What you have to do: The records follow. Give them all back exactly.

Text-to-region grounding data

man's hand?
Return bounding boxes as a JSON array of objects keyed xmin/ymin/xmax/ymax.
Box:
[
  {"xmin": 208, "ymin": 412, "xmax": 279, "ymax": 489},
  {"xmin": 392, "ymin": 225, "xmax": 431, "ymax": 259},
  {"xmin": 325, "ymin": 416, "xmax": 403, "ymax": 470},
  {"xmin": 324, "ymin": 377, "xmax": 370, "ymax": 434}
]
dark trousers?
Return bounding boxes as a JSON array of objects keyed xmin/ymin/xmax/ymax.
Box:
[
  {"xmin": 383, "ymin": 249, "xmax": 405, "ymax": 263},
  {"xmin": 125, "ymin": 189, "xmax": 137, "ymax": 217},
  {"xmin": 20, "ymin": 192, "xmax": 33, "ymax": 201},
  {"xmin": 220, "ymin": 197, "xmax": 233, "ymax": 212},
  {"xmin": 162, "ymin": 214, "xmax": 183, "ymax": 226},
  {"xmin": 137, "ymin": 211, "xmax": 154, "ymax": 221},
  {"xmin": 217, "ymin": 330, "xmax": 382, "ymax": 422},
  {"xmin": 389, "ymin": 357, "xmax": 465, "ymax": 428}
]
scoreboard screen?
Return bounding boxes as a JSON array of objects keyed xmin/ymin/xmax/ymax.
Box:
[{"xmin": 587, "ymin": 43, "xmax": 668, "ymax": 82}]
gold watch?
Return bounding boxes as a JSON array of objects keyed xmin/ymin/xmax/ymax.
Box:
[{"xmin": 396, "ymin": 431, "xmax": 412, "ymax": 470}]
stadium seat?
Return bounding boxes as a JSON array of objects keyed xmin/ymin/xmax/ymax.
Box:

Answer:
man's hand?
Return bounding boxes as a JSON array of objects keyed xmin/ymin/xmax/ymax.
Box:
[
  {"xmin": 208, "ymin": 412, "xmax": 279, "ymax": 489},
  {"xmin": 392, "ymin": 225, "xmax": 431, "ymax": 259},
  {"xmin": 325, "ymin": 416, "xmax": 403, "ymax": 470},
  {"xmin": 324, "ymin": 377, "xmax": 370, "ymax": 434}
]
dark trousers?
Return bounding boxes as a JSON array of objects keyed xmin/ymin/xmax/ymax.
Box:
[
  {"xmin": 383, "ymin": 249, "xmax": 405, "ymax": 263},
  {"xmin": 125, "ymin": 189, "xmax": 137, "ymax": 217},
  {"xmin": 20, "ymin": 192, "xmax": 33, "ymax": 201},
  {"xmin": 220, "ymin": 197, "xmax": 233, "ymax": 212},
  {"xmin": 162, "ymin": 214, "xmax": 183, "ymax": 226},
  {"xmin": 137, "ymin": 211, "xmax": 154, "ymax": 221},
  {"xmin": 217, "ymin": 330, "xmax": 382, "ymax": 422},
  {"xmin": 389, "ymin": 357, "xmax": 465, "ymax": 428}
]
scoreboard screen?
Return bounding boxes as a JSON array of objects keyed xmin/ymin/xmax/ymax.
Box:
[{"xmin": 587, "ymin": 43, "xmax": 668, "ymax": 82}]
gold watch?
Return bounding boxes as a JSON array of objects keyed xmin/ymin/xmax/ymax.
Box:
[{"xmin": 396, "ymin": 431, "xmax": 412, "ymax": 470}]
stadium seat?
Return bounding boxes as a JSON array of objects keyed xmin/ymin/xmax/ymax.
Box:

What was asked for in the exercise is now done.